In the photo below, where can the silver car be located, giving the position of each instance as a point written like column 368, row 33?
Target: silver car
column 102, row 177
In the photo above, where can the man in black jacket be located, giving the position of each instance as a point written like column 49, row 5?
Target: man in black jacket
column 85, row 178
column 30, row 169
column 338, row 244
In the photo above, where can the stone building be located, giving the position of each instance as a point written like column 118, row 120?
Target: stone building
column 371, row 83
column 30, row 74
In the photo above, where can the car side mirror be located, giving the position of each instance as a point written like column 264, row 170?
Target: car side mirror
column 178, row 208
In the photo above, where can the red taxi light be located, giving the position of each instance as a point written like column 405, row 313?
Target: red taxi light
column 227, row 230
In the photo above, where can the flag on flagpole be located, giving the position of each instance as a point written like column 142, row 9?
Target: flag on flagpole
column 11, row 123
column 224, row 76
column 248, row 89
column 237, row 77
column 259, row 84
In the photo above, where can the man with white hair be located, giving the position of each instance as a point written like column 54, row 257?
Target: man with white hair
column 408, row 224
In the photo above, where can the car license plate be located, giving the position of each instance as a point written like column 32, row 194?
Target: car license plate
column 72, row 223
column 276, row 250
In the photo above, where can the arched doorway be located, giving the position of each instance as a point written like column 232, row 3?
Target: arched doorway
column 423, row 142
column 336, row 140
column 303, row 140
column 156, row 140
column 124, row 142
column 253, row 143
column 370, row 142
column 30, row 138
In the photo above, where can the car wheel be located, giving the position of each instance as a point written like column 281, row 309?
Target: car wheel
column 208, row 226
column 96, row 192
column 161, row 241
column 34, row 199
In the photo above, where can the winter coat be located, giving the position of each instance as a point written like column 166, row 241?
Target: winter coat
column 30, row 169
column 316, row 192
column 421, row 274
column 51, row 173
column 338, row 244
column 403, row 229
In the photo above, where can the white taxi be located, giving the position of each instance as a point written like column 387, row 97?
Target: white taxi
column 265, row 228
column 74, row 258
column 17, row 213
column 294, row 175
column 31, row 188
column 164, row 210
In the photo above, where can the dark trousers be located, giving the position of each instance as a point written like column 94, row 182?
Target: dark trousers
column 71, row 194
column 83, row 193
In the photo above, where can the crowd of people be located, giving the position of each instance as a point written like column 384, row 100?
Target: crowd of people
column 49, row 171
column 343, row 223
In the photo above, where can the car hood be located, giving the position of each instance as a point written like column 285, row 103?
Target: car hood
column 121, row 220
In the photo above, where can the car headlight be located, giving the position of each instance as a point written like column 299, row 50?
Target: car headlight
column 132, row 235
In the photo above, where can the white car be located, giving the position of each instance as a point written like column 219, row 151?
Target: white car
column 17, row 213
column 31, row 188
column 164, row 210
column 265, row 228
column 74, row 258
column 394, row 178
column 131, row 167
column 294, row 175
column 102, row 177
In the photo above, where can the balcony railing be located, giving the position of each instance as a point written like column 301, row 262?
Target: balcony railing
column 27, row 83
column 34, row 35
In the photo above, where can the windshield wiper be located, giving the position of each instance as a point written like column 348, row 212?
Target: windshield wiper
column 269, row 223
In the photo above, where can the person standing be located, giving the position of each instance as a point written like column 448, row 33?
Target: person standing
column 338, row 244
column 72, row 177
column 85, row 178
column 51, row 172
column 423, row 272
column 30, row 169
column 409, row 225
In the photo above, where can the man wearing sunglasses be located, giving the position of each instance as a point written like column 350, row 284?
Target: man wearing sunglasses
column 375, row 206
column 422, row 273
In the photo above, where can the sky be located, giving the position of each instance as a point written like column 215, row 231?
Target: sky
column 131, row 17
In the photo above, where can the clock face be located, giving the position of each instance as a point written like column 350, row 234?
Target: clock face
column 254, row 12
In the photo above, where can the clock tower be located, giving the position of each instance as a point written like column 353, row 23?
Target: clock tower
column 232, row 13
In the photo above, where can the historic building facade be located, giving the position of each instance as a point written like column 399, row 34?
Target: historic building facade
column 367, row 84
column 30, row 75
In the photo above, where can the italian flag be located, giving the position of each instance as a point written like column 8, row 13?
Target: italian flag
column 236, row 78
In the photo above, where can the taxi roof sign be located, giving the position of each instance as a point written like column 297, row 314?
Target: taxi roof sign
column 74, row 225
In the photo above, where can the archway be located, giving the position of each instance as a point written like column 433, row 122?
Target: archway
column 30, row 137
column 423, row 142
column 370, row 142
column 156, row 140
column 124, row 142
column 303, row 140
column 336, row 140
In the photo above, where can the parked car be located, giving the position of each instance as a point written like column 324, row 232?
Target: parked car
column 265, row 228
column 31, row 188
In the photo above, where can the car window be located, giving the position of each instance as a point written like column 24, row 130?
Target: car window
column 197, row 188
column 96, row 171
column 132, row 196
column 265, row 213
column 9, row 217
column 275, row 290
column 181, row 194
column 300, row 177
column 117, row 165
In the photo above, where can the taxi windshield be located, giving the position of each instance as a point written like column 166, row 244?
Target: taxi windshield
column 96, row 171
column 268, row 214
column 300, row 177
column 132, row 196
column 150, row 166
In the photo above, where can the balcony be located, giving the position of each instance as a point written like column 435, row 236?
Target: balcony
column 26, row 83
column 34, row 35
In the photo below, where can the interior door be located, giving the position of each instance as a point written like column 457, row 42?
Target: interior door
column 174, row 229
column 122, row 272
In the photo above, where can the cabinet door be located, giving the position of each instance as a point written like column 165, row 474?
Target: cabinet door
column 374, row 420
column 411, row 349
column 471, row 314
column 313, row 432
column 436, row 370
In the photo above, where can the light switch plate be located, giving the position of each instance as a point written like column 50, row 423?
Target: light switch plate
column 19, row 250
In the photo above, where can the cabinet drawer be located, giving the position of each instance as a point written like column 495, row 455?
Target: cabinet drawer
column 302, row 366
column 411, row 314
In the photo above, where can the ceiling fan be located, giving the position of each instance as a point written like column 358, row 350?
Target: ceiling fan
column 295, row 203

*-*-*

** Your goal **
Copy all lines from the data above that contain the word "below".

** Task result **
In the photo below, where can the silver car be located, giving the position of each instance as a point written like column 368, row 33?
In the photo below, where can the interior door be located, giving the position of each instance as a point written like column 457, row 42?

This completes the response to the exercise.